__Exercise details__: Could you write out every line of the entries below again, including the lines that ask for a box, while shifting each bounding-box coordinate in the answers up by 78? Leave the pictures out.
************
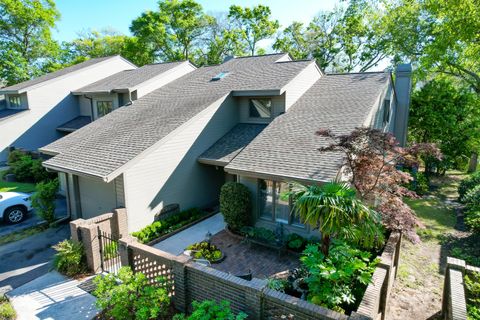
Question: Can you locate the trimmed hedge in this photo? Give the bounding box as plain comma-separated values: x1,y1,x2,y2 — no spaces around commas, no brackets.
132,208,205,243
220,182,252,232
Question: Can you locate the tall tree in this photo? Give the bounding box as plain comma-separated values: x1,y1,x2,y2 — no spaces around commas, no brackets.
386,0,480,94
130,0,213,61
273,0,390,72
409,77,480,169
0,0,60,85
228,5,280,56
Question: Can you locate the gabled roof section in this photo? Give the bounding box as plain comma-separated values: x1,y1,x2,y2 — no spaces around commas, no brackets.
198,123,267,166
0,55,135,93
41,54,314,181
225,72,390,182
73,61,188,94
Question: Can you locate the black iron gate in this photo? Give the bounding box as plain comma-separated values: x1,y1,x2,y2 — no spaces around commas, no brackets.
98,227,122,274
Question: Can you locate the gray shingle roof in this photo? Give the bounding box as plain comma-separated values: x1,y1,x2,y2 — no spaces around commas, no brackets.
57,116,92,132
225,72,390,181
42,54,314,178
198,123,267,166
0,56,121,92
75,61,184,93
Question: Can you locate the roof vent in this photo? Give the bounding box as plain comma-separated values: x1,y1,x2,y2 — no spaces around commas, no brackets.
************
__The output__:
Question: Can you locate the trimmed hedge in this photo? Give the bounding box as plain comma-separated values: x1,y1,x2,y2 — no spaces around commas, no brackets.
210,286,283,321
298,260,330,310
Question: Can you locate the tall tree in this photo? Give the bounding box as plain comma-separated values: x1,y1,x2,y2 — no spaces around commas, no brackets.
464,78,558,172
208,78,291,139
351,78,468,150
487,155,558,247
78,78,138,163
306,83,358,134
Question: Can you locate the gabled roof section in this photo? Give the bounding box as plain comma-separated values: x1,y1,x2,y2 — no spaces around commas, no brackets.
276,201,345,244
78,133,213,171
119,132,392,259
303,150,468,260
151,139,266,172
Question: Can you locate the black iron gate in this photo? Give the bounding box as plain comma-separated values: x1,y1,x2,y2 — no spaces around commas, no brackets.
176,305,200,352
Question: Can you locate the gray shingle roof in this photo? Give the bounding box as plain comma-separated values: x1,y1,x2,y2 — no spaces around commas, no brackets.
135,194,170,210
303,150,468,259
120,132,392,256
276,201,345,244
78,134,199,170
153,139,262,171
Question: Can you locate the roof vent in this photo? Give the bounding box as plain comma-separated values: x1,y1,x2,y2 — no spaces around commas, no brackets.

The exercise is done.